Coordinate labeling data:
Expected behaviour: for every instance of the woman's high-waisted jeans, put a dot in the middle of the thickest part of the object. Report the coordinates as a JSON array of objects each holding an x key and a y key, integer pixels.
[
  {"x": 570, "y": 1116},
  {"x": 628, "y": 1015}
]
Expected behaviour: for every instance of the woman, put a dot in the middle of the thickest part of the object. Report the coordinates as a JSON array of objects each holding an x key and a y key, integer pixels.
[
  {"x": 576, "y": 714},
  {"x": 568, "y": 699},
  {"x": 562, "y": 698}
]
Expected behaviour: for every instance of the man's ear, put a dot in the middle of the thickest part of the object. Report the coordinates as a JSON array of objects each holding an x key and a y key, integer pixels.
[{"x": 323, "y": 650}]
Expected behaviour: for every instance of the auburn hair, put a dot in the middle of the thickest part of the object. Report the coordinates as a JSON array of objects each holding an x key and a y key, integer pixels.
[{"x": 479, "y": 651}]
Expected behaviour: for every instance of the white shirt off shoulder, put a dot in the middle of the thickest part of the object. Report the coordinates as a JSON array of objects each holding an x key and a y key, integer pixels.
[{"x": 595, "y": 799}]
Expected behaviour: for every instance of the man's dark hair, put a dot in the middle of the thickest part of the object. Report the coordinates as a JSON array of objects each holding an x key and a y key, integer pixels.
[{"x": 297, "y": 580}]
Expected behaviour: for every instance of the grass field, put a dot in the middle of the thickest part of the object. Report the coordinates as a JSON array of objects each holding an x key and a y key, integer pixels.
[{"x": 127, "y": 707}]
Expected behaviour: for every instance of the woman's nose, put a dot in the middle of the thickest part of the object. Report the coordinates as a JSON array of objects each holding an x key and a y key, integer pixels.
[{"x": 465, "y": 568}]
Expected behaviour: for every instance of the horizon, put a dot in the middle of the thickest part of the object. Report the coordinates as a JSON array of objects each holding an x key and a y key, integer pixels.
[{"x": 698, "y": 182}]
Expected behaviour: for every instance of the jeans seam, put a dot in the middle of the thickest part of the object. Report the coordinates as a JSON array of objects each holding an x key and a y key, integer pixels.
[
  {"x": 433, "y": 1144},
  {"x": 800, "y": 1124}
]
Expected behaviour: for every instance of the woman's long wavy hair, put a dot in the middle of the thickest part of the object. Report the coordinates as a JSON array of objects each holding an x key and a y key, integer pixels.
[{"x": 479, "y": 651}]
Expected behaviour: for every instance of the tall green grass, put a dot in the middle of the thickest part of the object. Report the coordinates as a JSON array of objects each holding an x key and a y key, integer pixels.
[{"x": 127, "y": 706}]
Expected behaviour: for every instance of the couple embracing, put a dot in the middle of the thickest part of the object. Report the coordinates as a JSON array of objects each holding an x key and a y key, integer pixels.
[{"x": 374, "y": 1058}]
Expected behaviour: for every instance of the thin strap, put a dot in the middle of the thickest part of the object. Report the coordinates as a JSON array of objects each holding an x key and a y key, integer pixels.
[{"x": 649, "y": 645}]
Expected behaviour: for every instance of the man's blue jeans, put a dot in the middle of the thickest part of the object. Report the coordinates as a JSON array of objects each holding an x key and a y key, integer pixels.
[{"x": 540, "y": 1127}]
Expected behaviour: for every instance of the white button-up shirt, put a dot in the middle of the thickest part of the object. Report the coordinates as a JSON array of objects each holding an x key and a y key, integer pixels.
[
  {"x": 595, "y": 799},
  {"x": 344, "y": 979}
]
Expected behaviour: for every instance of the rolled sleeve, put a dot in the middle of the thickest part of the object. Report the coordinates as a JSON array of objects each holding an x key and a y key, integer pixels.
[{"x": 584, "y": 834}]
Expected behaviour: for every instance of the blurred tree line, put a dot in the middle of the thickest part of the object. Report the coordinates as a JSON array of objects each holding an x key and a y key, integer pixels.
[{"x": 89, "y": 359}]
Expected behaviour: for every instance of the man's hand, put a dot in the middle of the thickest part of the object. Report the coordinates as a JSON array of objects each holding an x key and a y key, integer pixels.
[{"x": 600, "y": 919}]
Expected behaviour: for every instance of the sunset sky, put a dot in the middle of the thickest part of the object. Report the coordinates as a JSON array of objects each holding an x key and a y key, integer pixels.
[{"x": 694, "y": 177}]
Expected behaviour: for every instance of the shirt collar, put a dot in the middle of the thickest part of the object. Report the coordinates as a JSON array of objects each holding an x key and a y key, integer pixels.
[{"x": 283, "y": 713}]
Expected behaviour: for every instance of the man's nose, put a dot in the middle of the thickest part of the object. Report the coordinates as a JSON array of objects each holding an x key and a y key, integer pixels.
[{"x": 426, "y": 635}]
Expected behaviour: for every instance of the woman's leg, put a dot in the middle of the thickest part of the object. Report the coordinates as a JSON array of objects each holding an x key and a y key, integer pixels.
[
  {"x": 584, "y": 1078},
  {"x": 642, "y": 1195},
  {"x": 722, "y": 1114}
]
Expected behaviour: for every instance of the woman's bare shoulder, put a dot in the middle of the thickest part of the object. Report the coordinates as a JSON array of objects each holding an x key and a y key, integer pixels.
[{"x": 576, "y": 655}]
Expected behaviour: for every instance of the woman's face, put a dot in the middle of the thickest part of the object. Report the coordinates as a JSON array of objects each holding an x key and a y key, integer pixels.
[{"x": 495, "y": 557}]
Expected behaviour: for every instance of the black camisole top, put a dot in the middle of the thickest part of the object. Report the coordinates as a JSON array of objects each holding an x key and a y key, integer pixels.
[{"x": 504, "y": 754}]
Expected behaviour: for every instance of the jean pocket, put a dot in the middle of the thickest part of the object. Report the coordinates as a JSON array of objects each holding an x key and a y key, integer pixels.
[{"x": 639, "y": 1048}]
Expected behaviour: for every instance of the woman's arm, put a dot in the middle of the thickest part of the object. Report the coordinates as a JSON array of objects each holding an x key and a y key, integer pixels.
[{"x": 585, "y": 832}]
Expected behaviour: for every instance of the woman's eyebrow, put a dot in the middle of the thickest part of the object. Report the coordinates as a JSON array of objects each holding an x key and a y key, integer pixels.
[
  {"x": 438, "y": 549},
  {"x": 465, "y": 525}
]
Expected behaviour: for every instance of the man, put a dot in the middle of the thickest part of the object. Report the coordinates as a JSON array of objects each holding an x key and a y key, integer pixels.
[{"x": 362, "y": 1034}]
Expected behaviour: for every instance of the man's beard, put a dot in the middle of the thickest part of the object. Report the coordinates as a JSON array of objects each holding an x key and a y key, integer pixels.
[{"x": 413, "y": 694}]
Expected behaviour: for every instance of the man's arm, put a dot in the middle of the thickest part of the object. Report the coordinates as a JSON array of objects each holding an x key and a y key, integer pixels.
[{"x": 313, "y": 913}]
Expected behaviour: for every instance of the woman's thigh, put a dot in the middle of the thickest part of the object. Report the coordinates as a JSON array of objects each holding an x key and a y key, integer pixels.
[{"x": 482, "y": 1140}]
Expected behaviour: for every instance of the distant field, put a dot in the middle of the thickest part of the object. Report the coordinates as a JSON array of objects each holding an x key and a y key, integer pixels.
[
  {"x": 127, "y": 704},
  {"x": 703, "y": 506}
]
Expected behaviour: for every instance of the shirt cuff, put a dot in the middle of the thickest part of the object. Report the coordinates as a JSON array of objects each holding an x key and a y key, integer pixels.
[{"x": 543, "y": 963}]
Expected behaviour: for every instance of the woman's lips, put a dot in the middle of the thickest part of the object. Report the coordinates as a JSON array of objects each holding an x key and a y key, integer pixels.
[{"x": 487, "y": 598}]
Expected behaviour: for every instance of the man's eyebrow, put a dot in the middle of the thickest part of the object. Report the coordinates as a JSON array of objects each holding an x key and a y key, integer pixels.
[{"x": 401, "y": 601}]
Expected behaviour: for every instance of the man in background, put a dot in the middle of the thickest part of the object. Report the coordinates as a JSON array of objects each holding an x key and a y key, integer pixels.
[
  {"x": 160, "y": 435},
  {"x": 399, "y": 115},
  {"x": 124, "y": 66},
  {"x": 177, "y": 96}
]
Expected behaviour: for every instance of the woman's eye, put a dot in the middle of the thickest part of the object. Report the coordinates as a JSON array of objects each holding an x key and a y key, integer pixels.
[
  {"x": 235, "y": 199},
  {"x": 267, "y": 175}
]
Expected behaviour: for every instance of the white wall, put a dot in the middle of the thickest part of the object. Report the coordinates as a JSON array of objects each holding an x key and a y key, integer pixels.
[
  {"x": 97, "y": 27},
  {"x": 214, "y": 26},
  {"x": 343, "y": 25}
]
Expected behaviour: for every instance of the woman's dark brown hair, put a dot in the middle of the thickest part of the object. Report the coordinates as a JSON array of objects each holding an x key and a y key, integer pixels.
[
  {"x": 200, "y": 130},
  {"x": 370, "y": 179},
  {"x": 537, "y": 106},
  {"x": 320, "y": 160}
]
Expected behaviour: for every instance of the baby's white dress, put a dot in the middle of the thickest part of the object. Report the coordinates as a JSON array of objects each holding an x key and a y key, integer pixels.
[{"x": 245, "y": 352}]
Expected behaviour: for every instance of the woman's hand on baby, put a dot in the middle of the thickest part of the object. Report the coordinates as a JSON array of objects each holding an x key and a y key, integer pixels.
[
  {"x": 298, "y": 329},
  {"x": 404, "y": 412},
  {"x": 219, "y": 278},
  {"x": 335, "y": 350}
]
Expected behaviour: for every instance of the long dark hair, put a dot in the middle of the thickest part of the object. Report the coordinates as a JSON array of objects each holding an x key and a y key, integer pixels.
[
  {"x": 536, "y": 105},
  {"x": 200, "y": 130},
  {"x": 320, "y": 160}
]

Short exercise — Print nothing but the lines from the line with "Expected behaviour: for every instance of the baby's" to the last line of the records above. Both of those lines count.

Final answer —
Expected behaviour: for every instance of the baby's white dress, put a dot in the middle of the thickest part of the object. Report the coordinates as a JSON array of objects each holding an x key and a y key, integer pixels.
[{"x": 245, "y": 352}]
Expected behaviour: for every instance of the woman's hand on baby, put a dot in the middle of the thickest part of the object. Report the coordinates as a JSON array of objects each holding an x key and a y key, integer pixels.
[
  {"x": 298, "y": 329},
  {"x": 404, "y": 412},
  {"x": 219, "y": 278},
  {"x": 335, "y": 350}
]
Expected behaviour: for every instance of the long dark hair, put a dot in the middle of the thickest part of the object. Report the coordinates as a JSON array of objects each holding an x key and a y key, integer pixels.
[
  {"x": 536, "y": 105},
  {"x": 200, "y": 130},
  {"x": 320, "y": 160}
]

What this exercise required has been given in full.